--- ТЕКСТОВЫЙ БЛОК ---

Схватив палку (на радость лоботрясам-провокаторам), выведенный из себя иностранно-подданный выскакивал из своей будки и с громкими ругательствами на непонятном для окружающих языке устремлялся за улепетывающим во всю прыть “математиком”. Пробежав в порыве гнева несколько шагов, он останавливался, вспомнив, что его лавка осталась безнадзорной, и медленно возвращался назад, пристально вглядываясь по пути в лица прохожих, пытаясь определить возможного союзника возмутителя его спокойствия.

Однако, будучи вспыльчивыми по природе, владельцы этих лавок не были жадными торгашами. Иногда можно было увидеть, как поднявшийся на цыпочки мальчонка высыпал на прилавок зажатые в потной ладошке медяки и вытянув шею, внимательно наблюдал, как шевеля губами, продавец заскорузлым указательным пальцем переталкивал монетки из одной кучки в другую, пересчитывая их. Могло оказаться, что на желаемое лакомство не хватало монетки-другой. В этом случае углы рта лавочника трогала легкая усмешка и, оторвав взгляд от прилавка, он высоко поднимал брови, как бы удивляясь своему последующему действию: к радости маленького покупателя перед ним на прилавке возникал янтарный кусок рахатлукума.

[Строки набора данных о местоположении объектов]

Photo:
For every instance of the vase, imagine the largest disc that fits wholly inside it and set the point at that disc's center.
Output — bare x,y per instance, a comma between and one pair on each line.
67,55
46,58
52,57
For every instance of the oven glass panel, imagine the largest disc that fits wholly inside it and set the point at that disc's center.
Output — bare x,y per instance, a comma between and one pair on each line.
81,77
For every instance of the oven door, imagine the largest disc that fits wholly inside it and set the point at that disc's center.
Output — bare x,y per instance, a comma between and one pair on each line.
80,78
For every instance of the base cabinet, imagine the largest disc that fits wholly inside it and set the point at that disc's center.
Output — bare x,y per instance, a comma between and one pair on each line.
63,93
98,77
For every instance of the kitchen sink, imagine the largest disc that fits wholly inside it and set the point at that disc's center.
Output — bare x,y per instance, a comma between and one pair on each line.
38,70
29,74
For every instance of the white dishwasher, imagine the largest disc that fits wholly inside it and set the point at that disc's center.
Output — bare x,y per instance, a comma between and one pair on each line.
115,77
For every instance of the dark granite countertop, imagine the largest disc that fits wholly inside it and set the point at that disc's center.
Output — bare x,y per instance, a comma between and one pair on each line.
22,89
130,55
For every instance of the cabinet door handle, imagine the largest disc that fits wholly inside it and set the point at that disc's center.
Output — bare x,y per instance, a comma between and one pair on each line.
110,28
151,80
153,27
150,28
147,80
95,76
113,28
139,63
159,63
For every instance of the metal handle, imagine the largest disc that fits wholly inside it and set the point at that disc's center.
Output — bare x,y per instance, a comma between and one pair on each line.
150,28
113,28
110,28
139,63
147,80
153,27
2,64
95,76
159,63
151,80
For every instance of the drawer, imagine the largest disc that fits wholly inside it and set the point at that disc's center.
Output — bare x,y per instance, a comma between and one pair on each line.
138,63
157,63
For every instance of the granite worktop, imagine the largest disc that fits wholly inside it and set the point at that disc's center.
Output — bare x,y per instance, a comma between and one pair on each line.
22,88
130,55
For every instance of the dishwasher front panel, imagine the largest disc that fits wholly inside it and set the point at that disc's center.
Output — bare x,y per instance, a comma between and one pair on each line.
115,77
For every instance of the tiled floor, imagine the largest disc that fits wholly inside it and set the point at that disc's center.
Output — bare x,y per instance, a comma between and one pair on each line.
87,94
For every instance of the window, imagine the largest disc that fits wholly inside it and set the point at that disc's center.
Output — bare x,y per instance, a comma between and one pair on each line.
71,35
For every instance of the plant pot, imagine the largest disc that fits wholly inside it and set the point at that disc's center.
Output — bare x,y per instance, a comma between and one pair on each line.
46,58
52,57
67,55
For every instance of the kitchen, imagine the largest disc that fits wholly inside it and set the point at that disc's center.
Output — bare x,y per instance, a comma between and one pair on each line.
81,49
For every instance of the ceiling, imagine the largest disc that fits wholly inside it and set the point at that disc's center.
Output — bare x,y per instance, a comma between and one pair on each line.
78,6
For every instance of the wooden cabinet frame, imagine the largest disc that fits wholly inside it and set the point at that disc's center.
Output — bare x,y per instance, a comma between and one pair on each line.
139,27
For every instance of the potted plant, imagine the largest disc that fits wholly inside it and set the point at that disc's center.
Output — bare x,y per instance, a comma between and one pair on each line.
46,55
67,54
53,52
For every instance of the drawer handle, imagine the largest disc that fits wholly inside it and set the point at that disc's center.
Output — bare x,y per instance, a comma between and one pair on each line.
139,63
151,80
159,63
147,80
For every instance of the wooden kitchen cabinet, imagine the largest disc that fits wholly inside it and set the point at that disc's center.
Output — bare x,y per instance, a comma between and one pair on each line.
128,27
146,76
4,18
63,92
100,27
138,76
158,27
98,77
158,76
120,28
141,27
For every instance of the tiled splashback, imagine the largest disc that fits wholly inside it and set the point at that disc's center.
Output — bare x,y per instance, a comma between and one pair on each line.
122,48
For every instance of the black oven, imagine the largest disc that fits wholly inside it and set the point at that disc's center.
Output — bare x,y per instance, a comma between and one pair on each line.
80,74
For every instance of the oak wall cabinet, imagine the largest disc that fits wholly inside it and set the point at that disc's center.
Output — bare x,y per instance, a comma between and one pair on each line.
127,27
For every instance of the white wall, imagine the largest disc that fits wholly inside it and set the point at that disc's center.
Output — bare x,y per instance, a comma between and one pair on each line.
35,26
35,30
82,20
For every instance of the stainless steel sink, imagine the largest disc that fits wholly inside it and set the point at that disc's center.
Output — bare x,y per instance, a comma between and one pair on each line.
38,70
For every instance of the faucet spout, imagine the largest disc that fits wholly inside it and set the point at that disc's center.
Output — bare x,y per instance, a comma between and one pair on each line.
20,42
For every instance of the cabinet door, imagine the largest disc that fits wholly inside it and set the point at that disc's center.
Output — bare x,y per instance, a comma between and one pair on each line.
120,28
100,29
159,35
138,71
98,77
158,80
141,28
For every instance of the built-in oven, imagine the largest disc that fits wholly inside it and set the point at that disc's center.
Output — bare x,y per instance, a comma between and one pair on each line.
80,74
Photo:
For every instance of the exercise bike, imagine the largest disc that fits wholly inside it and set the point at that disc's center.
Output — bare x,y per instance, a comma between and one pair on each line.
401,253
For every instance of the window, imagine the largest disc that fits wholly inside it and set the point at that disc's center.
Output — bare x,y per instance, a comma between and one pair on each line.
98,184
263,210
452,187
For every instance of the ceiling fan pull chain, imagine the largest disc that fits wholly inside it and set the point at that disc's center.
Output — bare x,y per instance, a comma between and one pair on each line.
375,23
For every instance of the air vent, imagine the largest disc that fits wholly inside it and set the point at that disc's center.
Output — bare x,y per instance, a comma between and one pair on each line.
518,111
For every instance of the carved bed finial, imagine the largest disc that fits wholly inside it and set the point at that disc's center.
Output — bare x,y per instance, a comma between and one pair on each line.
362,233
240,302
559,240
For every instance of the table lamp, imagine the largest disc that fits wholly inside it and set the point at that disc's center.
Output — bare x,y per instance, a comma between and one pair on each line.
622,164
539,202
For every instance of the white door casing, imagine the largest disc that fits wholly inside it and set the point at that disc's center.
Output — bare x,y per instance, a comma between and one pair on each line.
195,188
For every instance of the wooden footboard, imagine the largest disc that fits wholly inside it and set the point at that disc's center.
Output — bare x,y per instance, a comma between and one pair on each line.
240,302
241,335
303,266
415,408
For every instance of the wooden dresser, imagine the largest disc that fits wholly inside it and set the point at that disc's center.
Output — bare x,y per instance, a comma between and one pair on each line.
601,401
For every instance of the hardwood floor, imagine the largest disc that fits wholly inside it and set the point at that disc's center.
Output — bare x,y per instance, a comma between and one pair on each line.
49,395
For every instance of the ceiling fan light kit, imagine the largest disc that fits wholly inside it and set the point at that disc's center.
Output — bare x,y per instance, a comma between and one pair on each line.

--- ЗАДАНИЯ ---
a – Что, согласно текстовому блоку, появлялось на прилавке перед маленьким покупателем, если ему не хватало монетки-другой?
b – Соответствуют ли текстовому блоку утверждения (i), (ii) и (iii)? Ответьте «да» или «нет» и приведите решающие слова текста дословно.
(i) Владельцы лавок были жадными торгашами.
(ii) Продавец пересчитывал монетки указательным пальцем.
(iii) Погнавшись за «математиком», лавочник добегал до конца улицы.
c – Воспроизведите без изменений фрагмент текстового блока от слов «Однако, будучи вспыльчивыми» до слов «янтарный кусок рахатлукума.» включительно.
Отвечайте, опираясь только на текстовый блок.

--- ОЖИДАЕМЫЕ ОТВЕТЫ ---
a – Янтарный кусок рахатлукума.

b –
(i) Нет: «владельцы этих лавок не были жадными торгашами».
(ii) Да: «продавец заскорузлым указательным пальцем переталкивал монетки из одной кучки в другую».
(iii) Нет: «Пробежав в порыве гнева несколько шагов, он останавливался».

c –
Однако, будучи вспыльчивыми по природе, владельцы этих лавок не были жадными торгашами. Иногда можно было увидеть, как поднявшийся на цыпочки мальчонка высыпал на прилавок зажатые в потной ладошке медяки и вытянув шею, внимательно наблюдал, как шевеля губами, продавец заскорузлым указательным пальцем переталкивал монетки из одной кучки в другую, пересчитывая их. Могло оказаться, что на желаемое лакомство не хватало монетки-другой. В этом случае углы рта лавочника трогала легкая усмешка и, оторвав взгляд от прилавка, он высоко поднимал брови, как бы удивляясь своему последующему действию: к радости маленького покупателя перед ним на прилавке возникал янтарный кусок рахатлукума.